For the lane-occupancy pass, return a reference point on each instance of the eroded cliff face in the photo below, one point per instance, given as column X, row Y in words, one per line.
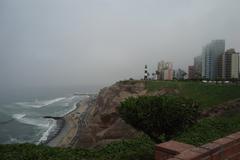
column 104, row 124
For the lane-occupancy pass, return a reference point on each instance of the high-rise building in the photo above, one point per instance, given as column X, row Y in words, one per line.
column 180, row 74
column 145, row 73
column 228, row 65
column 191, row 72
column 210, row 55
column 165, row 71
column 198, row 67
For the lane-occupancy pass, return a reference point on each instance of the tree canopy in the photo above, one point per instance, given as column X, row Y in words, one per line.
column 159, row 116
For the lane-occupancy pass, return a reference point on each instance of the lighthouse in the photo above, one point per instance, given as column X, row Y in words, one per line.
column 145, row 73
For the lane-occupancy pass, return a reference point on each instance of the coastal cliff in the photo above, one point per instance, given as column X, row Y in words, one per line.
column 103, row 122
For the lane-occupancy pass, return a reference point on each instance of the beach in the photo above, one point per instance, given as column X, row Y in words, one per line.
::::::::::
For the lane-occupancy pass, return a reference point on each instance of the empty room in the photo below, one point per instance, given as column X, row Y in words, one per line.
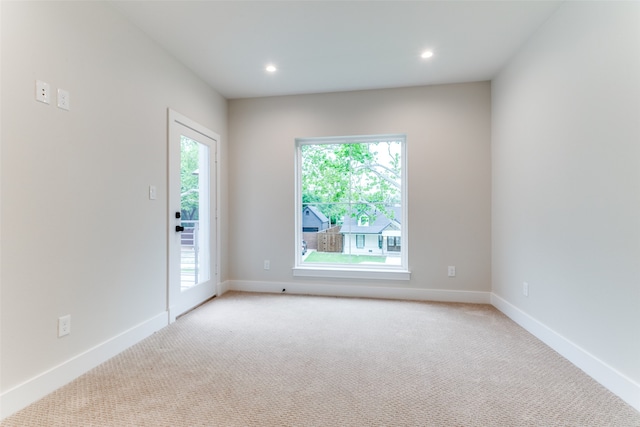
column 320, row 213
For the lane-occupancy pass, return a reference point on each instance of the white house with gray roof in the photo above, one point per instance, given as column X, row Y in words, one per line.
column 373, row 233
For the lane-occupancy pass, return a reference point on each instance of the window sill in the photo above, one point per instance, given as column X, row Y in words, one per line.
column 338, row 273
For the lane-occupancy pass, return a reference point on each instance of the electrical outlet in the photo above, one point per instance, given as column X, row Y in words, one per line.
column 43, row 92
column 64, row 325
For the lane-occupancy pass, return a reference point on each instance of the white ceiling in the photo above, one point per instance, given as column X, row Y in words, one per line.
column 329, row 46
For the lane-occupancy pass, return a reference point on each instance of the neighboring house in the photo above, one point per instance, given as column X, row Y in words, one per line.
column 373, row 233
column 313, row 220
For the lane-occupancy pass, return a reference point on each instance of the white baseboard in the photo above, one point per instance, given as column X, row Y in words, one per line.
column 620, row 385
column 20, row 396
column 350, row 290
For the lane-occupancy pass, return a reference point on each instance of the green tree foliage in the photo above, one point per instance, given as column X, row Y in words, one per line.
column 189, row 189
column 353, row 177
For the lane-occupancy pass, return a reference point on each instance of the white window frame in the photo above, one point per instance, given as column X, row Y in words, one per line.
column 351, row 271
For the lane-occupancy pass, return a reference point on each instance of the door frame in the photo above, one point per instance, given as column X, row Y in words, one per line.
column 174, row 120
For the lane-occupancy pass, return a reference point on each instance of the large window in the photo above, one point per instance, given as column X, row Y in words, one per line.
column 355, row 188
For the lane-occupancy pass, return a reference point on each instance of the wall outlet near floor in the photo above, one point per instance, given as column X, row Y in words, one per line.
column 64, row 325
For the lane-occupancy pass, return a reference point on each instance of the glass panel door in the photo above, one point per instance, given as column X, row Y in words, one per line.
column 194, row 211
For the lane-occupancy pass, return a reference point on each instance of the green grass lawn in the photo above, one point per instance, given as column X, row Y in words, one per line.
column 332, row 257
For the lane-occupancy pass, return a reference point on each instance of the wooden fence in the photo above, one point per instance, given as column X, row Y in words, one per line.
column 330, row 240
::::::::::
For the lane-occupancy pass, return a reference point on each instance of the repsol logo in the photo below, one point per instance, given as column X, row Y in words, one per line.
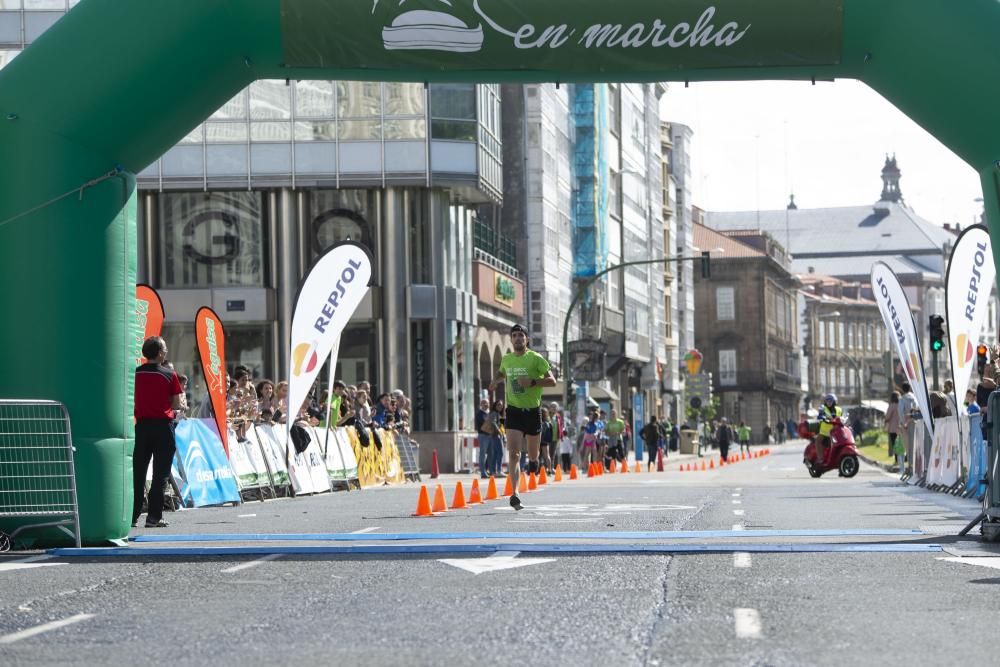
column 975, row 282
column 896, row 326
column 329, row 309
::::::::::
Copy out each line of the data above, exactly, if it lies between the line holding "of the coastal" and the line holding "of the beach", inclusive; copy no other line.

→ Response below:
For the lane-occupancy pass, return a reference point on each instance of the coastal cliff in the photo above, one point per instance, given as column X, row Y in words, one per line.
column 103, row 122
For the lane-occupancy pass, return a reference point on each instance of the beach in the photo above, one point per instance, given as column X, row Y in words, one per line.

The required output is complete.